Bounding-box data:
++++++

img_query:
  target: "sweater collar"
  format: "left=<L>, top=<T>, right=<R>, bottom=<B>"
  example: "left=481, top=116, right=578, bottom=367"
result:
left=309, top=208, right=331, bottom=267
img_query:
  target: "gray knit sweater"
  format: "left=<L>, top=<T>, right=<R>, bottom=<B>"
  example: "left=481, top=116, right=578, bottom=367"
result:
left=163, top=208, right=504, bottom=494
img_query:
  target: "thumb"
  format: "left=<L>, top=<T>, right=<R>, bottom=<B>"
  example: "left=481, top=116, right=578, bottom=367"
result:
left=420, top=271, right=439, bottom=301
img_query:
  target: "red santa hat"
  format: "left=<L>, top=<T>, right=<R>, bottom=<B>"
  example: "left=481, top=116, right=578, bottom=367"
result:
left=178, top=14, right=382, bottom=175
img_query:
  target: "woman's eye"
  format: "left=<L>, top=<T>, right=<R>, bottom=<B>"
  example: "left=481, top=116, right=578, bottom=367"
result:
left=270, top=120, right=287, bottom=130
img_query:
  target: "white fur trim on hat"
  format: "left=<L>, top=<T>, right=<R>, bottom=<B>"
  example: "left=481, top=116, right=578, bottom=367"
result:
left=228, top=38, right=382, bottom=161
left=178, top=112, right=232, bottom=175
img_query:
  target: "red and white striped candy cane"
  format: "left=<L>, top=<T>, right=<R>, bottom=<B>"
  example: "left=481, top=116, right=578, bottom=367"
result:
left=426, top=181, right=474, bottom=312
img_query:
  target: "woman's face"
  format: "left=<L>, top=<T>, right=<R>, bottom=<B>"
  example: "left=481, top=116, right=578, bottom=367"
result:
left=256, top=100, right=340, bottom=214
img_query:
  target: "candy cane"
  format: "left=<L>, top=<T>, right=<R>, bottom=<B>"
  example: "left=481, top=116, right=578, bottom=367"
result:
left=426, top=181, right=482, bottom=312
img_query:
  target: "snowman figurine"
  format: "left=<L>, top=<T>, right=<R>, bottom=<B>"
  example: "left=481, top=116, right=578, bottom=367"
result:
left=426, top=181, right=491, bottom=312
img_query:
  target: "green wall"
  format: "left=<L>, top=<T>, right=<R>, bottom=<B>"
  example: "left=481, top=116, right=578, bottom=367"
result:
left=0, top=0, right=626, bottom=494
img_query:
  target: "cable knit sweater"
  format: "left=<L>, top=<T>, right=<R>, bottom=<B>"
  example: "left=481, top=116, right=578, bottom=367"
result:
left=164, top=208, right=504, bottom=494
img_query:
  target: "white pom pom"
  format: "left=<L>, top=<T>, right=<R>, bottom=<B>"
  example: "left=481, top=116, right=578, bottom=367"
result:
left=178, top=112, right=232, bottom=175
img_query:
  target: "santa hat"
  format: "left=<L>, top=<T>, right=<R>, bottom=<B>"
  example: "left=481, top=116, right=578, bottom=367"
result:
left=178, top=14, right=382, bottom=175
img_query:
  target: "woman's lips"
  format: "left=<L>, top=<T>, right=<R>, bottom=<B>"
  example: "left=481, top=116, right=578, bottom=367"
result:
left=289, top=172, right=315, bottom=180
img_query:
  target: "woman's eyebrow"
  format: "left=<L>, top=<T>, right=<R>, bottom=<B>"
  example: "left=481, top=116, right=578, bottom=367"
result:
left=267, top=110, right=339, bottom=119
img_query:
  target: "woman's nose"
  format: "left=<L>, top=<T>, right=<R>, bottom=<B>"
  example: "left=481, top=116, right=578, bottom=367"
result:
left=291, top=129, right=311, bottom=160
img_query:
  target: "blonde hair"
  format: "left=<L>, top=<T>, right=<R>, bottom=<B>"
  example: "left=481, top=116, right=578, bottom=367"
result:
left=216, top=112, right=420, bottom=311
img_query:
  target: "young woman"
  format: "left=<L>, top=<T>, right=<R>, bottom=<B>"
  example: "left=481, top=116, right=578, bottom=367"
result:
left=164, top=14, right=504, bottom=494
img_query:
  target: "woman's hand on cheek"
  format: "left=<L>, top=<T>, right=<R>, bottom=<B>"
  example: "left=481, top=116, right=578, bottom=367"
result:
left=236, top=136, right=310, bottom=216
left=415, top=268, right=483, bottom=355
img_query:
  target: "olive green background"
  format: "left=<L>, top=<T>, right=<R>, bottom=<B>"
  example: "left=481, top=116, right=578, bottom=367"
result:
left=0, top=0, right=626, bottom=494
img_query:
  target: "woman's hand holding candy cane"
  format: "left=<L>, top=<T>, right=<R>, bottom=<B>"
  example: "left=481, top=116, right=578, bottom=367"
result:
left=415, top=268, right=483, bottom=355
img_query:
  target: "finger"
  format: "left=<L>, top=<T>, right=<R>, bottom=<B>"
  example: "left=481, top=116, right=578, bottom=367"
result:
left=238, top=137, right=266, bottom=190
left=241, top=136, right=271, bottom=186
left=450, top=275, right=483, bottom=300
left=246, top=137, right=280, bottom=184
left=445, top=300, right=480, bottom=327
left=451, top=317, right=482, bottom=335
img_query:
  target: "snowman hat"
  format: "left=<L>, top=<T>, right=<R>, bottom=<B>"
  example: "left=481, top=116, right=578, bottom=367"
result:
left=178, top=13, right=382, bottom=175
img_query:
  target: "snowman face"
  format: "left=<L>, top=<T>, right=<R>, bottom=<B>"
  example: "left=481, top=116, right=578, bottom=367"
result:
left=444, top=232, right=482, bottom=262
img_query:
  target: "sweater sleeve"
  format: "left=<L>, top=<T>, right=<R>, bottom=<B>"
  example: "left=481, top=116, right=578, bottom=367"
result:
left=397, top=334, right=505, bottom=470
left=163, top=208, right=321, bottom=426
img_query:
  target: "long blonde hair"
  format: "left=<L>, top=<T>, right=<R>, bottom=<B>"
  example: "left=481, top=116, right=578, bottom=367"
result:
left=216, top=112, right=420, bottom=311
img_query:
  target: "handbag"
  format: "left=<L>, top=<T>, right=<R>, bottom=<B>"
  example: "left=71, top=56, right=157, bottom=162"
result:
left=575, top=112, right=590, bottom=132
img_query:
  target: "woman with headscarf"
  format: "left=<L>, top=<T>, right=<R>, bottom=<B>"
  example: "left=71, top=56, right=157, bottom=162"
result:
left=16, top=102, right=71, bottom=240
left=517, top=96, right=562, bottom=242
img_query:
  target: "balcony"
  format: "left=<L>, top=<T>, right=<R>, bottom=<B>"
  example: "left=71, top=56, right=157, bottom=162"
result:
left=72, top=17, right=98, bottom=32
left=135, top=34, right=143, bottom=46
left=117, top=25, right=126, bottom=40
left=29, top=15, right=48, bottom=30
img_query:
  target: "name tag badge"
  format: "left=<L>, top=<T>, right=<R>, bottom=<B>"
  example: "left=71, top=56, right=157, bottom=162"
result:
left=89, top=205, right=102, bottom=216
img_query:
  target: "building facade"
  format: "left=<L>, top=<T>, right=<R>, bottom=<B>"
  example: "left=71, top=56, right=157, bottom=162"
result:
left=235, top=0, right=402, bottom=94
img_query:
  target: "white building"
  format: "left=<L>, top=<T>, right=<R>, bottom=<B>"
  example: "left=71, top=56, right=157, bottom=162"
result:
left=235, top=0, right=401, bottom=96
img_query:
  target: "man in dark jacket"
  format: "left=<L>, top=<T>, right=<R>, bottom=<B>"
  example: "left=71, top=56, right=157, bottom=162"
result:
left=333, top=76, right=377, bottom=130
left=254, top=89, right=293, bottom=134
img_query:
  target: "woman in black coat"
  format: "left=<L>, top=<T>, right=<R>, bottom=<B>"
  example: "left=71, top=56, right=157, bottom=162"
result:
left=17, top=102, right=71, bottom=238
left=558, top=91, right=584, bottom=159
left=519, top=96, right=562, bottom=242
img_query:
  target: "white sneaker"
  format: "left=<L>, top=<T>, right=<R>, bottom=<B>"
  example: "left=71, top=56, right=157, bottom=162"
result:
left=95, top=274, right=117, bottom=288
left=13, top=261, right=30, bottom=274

++++++

▶ WORK REQUIRED
Reproduce the data starting at its first line and ending at the line containing "left=426, top=181, right=474, bottom=312", both included, with every coordinate in the answers multiplied by 1.3 and rounded to the nearest whole number, halves rounding up. Keep the requests and their format samples unchanged.

▶ RESULT OF THE TASK
img_query:
  target: "sweater collar"
  format: "left=<L>, top=<T>, right=<R>, bottom=<B>"
  example: "left=481, top=116, right=578, bottom=367"
result:
left=402, top=270, right=430, bottom=347
img_query:
  target: "gray knit sweater"
  format: "left=<L>, top=<T>, right=<R>, bottom=<B>"
  example: "left=481, top=116, right=578, bottom=367"
result:
left=212, top=270, right=655, bottom=642
img_query:
  target: "thumb"
  format: "left=<L>, top=<T>, right=<R>, bottom=<B>"
  example: "left=481, top=116, right=578, bottom=367"
result:
left=546, top=352, right=571, bottom=391
img_query:
  target: "red santa hat"
  format: "left=<L>, top=<T>, right=<R>, bottom=<B>"
  example: "left=481, top=116, right=578, bottom=367"
result:
left=231, top=18, right=497, bottom=228
img_query:
  target: "woman's eye"
  format: "left=<L>, top=<T>, right=<R>, bottom=<B>"
  example: "left=481, top=116, right=578, bottom=367"
result:
left=351, top=156, right=373, bottom=169
img_query:
  target: "white fur trim on hat"
  format: "left=<L>, top=<T>, right=<R>, bottom=<B>"
  example: "left=481, top=116, right=578, bottom=367"
result:
left=296, top=49, right=497, bottom=209
left=231, top=146, right=302, bottom=228
img_query:
  target: "red and white striped candy cane"
  format: "left=<L>, top=<T>, right=<R>, bottom=<B>"
  example: "left=481, top=116, right=578, bottom=367"
result:
left=554, top=235, right=616, bottom=406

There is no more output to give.